__Task objective__. Without changing anything, copy out each entry.

__Provided information__.
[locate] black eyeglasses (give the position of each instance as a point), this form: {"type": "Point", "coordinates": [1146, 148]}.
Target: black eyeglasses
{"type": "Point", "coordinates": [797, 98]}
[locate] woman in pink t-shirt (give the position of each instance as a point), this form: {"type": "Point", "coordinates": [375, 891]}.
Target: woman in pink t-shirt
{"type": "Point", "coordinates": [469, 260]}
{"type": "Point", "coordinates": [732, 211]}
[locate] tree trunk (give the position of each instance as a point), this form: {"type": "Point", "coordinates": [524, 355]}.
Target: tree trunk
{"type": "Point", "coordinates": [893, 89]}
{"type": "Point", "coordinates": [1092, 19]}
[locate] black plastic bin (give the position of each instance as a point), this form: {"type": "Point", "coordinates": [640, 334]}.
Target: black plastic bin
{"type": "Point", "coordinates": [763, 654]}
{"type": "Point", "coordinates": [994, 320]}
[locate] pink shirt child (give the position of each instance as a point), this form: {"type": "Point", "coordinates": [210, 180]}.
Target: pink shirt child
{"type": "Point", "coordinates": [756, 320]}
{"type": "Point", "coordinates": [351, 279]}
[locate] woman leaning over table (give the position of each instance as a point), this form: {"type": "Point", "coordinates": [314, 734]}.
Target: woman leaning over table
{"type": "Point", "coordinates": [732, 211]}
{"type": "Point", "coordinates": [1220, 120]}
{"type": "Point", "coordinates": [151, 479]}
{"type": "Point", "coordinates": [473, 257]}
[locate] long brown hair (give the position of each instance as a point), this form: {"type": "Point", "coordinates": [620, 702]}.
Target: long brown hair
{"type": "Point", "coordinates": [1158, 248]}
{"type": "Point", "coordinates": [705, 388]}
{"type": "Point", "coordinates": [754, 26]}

__Exercise output__.
[locate] black eyeglasses (give the position of each instance as a point), this form: {"type": "Point", "coordinates": [1146, 148]}.
Target: black eyeglasses
{"type": "Point", "coordinates": [797, 98]}
[locate] woman in pink t-shirt (give the position of each instance as a point), this form: {"type": "Point", "coordinates": [375, 891]}.
Target: woman in pink t-shirt
{"type": "Point", "coordinates": [469, 260]}
{"type": "Point", "coordinates": [732, 211]}
[locate] tree trunk (give the position of each instance as a point), this form: {"type": "Point", "coordinates": [524, 355]}.
Target: tree trunk
{"type": "Point", "coordinates": [893, 89]}
{"type": "Point", "coordinates": [1092, 19]}
[locate] black plastic bin (give the position of each instance as a point), this form: {"type": "Point", "coordinates": [640, 334]}.
Target: black plastic bin
{"type": "Point", "coordinates": [763, 654]}
{"type": "Point", "coordinates": [994, 320]}
[locate] pink shirt child (give the position of each instance as a point), this form: {"type": "Point", "coordinates": [210, 180]}.
Target: pink shirt child
{"type": "Point", "coordinates": [756, 320]}
{"type": "Point", "coordinates": [351, 279]}
[locate] woman leaning over table (give the position of each instance as a point), this form: {"type": "Point", "coordinates": [314, 734]}.
Target: woman leaning over table
{"type": "Point", "coordinates": [732, 211]}
{"type": "Point", "coordinates": [1220, 120]}
{"type": "Point", "coordinates": [151, 479]}
{"type": "Point", "coordinates": [473, 257]}
[locate] long brown hair (give the position of each instance as a point), this form: {"type": "Point", "coordinates": [620, 702]}.
Target: long brown hair
{"type": "Point", "coordinates": [1158, 248]}
{"type": "Point", "coordinates": [705, 388]}
{"type": "Point", "coordinates": [754, 26]}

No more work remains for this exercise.